★★☆☆☆
Dir. Nick Tomnay. 2010. R. 93mins. David Hyde Pierce, Clayne Crawford, Nathaniel Parker.
Of all the dinner parties in L.A., he had to walk into this one. John (Crawford) has just robbed a bank and needs to get off the streets. Happenstance leads him to the door of Warwick (Pierce), a soft-spoken Angeleno who sashays around his modern, minimalist home with a deceptively hospitable air. John lies his way inside by pretending to be the friend of a woman whose postcard he found in the host’s mailbox, but his fabrications start to fall apart almost immediately. And Warwick, as he keeps reminding his uninvited caller, has a large group of guests arriving soon.

• **DATA EXTRACT**
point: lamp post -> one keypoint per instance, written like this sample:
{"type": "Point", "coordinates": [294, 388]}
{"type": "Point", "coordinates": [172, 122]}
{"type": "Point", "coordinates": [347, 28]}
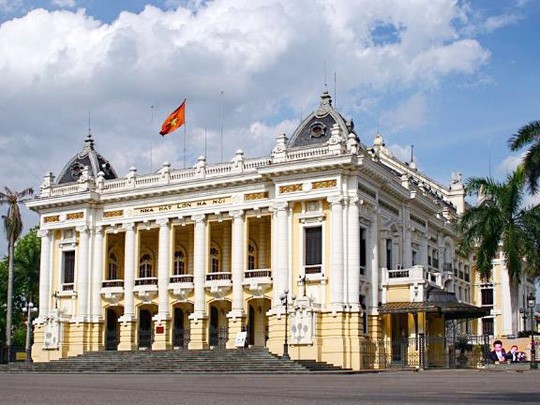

• **TO BE DONE**
a – List every cast member named in the film review's credit line.
b – According to the film review, how does John lie his way into Warwick's home?
c – Decide whether each statement agrees with the film review: (i) The film runs 93 minutes. (ii) Warwick lives in an ornate, cluttered home. (iii) John's lies hold up for most of the evening.
The material has no connection to the film review.

• **EXPECTED RESPONSES**
a – David Hyde Pierce, Clayne Crawford, Nathaniel Parker

b – He pretends to be the friend of a woman whose postcard he found in the host's mailbox.

c –
(i) Yes: "93mins."
(ii) No: "his modern, minimalist home"
(iii) No: "his fabrications start to fall apart almost immediately"